Using the information:
(1) According to the text on exercise after a heart attack, how long after the coronary event can a symptom-limited exercise test be performed?
(2) In the text on exercise after a heart attack, rewrite the paragraph beginning "The emphasis of exercise in the first 2 weeks" as a short list that keeps its main facts.

Given text:
####################

As the safety of early ambulation was progressively demonstrated in patients after suffering myocardial infarction, other benefits were realized, such as the prevention of the deconditioning effects of bed rest, decrease of anxiety and depression, and improved functional status at discharge.
- Walking is the recommended mode of activity unless the individual can attend supervised classes where other activities are provided. Begin limited walking and slowly continue, with a gradual increase in duration until 5-10 minutes of continuous movement has been achieved. Active but nonresistive range of motion of the upper extremities is also well tolerated early if the activities do not stress or impair healing of the sternal incision in persons who have had coronary bypass surgery.
- The emphasis of exercise in the first 2 weeks after myocardial infarction or coronary bypass surgery should be on offsetting the effects of bed rest or former periods of inactivity. Begin to increase activity when the individual's condition is stable, as measured by ECG tracings, vital signs, and symptomatic standards. Although the prescribed activity is usually well tolerated and safe, certain precautions are recommended, such as awareness of chest discomfort, faintness, and dyspnea.
- Supervise the initial activities and record symptoms, RPE, HR, and blood pressure. When safety and tolerance are documented, the activity can be performed without supervision.
- A symptom-limited exercise test is often performed after the individual's condition has stabilized (as early as 2-6 wk after the coronary event). In secondary prevention, such testing is essential in all patients before beginning a physical activity program. If more studies (eg, echocardiography, angiography) are not indicated, a regular conditioning program can be initiated with a careful prescription of activity based on results of the exercise test.
- For conditioning purposes, perform large muscle group activities for at least 20-30 minutes (preceded by a warm-up and followed by cool-down) at least 3-4 times per week. The exercise prescription should be based on the exercise test results.
- Supervised group sessions are recommended initially to enhance the exercise educational process, ensure that the participant is tolerating the program, confirm progress, and provide medical supervision in high-risk situations.

####################

Material shown:
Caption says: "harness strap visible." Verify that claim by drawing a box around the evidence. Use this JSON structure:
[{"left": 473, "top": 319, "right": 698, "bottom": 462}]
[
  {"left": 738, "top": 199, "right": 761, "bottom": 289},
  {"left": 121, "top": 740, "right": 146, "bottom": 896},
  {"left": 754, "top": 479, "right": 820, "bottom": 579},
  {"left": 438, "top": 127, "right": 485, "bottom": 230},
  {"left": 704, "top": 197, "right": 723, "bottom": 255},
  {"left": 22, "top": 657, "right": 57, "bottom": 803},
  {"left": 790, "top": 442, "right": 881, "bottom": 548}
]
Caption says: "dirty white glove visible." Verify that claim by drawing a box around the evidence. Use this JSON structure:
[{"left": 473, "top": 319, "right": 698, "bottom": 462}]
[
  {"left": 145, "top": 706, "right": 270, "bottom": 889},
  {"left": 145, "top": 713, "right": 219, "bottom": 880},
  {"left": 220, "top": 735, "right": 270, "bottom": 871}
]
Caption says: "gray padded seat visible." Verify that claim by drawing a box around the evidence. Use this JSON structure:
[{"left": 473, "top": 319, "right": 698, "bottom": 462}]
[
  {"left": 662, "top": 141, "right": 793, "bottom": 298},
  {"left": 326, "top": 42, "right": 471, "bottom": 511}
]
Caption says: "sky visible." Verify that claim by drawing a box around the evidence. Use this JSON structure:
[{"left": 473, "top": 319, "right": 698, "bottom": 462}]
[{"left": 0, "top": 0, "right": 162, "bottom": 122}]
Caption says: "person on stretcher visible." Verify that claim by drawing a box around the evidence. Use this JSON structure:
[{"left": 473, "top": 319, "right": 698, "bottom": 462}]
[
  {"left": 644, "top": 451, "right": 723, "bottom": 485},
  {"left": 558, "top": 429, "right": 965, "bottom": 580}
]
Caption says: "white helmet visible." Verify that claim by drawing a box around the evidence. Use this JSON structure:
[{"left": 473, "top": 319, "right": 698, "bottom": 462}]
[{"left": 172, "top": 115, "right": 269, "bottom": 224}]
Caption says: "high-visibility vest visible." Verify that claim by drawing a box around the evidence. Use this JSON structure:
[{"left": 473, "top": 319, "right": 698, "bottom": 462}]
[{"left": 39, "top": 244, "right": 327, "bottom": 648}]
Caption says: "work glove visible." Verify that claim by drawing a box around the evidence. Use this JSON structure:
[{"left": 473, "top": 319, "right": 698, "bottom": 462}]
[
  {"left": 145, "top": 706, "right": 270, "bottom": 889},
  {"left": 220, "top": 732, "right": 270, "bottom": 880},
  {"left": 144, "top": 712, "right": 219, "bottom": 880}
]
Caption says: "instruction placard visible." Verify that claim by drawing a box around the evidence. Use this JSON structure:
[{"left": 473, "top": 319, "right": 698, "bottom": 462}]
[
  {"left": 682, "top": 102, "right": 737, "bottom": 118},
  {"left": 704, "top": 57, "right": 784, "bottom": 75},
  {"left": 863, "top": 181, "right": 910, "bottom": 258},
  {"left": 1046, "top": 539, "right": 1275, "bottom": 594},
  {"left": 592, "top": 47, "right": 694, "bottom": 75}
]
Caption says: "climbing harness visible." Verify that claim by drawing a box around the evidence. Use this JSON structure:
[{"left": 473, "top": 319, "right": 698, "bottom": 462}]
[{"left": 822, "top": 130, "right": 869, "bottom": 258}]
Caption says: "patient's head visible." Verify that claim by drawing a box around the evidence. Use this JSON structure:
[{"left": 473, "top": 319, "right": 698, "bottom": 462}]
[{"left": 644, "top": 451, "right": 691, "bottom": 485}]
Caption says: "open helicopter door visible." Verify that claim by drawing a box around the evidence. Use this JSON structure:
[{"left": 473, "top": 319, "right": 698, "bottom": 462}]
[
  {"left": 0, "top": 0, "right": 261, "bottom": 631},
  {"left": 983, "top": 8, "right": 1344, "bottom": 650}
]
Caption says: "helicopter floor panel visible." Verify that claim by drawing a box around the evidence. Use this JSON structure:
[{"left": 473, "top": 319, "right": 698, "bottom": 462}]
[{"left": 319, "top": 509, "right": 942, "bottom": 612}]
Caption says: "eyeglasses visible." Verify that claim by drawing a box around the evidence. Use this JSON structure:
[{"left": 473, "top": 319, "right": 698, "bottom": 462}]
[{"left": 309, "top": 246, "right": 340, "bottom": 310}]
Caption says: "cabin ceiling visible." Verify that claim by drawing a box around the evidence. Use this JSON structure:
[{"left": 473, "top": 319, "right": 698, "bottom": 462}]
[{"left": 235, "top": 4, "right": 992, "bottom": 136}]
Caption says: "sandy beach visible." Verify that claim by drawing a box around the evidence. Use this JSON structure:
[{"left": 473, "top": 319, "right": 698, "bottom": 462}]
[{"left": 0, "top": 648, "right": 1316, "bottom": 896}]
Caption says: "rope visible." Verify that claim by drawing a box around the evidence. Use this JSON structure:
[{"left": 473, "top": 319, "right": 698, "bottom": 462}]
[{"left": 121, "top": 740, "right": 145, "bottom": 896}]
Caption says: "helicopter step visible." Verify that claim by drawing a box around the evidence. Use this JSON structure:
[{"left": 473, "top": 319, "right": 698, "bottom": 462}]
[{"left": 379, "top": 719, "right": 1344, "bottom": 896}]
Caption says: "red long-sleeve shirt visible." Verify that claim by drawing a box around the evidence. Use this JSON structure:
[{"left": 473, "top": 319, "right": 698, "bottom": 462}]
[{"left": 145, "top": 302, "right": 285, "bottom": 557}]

####################

Problem solutions:
(1) As early as 2-6 weeks after the coronary event, once the individual's condition has stabilized.

(2)
- In the first 2 weeks after myocardial infarction or coronary bypass surgery, exercise should focus on offsetting the effects of bed rest or earlier inactivity.
- Activity should increase only once the individual's condition is stable, as shown by ECG tracings, vital signs, and symptoms.
- The prescribed activity is usually safe and well tolerated, but chest discomfort, faintness, and dyspnea should be watched for.